◆ Problem statement
A complete answer includes every line below with the word "phrase".

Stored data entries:

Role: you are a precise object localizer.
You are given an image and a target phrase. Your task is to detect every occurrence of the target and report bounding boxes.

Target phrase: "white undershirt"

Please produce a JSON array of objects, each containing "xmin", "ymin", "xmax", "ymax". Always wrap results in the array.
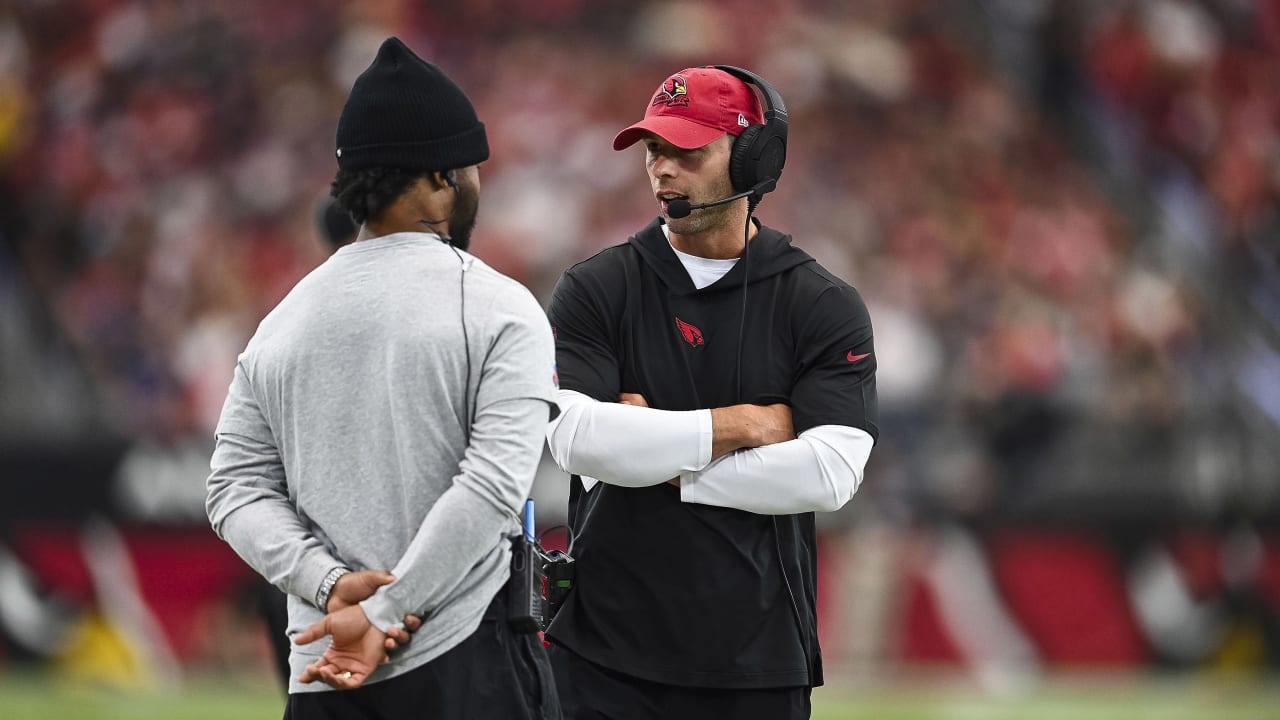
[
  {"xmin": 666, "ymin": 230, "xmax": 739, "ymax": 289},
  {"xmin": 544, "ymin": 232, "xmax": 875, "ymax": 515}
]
---
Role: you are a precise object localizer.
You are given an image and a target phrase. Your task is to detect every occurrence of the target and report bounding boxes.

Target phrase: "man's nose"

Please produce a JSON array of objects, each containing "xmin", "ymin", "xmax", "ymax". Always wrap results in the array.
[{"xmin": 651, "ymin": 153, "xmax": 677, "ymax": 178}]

◆ Your solution
You are given an image and a target phrase. Your task is to detect every occurrence of the target and report bounding boxes.
Target phrase: "white undershirt"
You are given an image and a target phrase. Your task is to detect every occurrence of the target and report bounding boxes.
Target phrase: "man's nose"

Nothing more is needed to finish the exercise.